### WHAT THE EXERCISE ASKS
For the material below, return exactly the lines starting at the one holding "of the boulder." and ending at the one holding "Target: flat rock slab", counting both as part of the range.

(SUPPLIED DATA begins)

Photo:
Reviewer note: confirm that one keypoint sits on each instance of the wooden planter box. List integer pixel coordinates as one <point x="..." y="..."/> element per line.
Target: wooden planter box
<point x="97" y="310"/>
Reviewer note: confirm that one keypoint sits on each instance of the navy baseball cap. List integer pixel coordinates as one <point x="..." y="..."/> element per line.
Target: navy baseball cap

(SUPPLIED DATA ends)
(SUPPLIED DATA begins)

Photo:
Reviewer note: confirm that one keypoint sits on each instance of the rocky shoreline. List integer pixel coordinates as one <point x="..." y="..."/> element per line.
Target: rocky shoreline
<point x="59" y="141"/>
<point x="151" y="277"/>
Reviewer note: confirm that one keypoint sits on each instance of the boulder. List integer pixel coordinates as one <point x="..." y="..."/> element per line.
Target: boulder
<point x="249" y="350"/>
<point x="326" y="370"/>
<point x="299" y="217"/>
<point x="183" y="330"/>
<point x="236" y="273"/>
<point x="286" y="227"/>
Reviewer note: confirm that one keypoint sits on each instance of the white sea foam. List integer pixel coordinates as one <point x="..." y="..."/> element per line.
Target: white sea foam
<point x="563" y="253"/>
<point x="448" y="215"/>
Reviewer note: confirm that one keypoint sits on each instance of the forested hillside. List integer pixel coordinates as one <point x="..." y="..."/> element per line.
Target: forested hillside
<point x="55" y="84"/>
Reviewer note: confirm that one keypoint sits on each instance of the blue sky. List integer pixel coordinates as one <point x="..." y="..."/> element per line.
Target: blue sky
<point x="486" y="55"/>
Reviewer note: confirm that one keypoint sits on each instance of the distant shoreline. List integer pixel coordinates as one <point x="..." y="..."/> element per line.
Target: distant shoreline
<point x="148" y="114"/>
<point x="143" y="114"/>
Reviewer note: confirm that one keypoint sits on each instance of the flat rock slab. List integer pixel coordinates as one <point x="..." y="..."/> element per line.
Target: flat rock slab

(SUPPLIED DATA ends)

### ANSWER TO THE EXERCISE
Reviewer note: confirm that one keypoint sits on each instance of the boulder. List integer pixel coordinates as one <point x="..." y="..."/> element per line.
Target: boulder
<point x="249" y="350"/>
<point x="326" y="370"/>
<point x="299" y="217"/>
<point x="183" y="330"/>
<point x="236" y="273"/>
<point x="286" y="227"/>
Reviewer note: confirm that one keypoint sits on each instance of the white sea foam. List integer pixel coordinates as one <point x="..." y="..."/> element per line.
Target: white sea foam
<point x="563" y="253"/>
<point x="448" y="215"/>
Reviewer note: confirm that one keypoint sits on each instance of the forested hillside. List integer pixel coordinates as one <point x="..." y="..."/> element per line.
Target: forested hillside
<point x="55" y="84"/>
Reviewer note: confirm that one keypoint sits on each instance of the blue sky. List integer pixel coordinates as one <point x="..." y="..."/> element per line.
Target: blue sky
<point x="486" y="55"/>
Reviewer note: confirm that one keypoint sits on each instance of the distant shoreline. List integer pixel coordinates as one <point x="..." y="..."/> element per line.
Target: distant shoreline
<point x="148" y="114"/>
<point x="143" y="114"/>
Reviewer note: confirm that one keypoint sits on each instance of the flat rock slab. List integer pixel coordinates as one <point x="..." y="..."/> element per line.
Target: flat rock slab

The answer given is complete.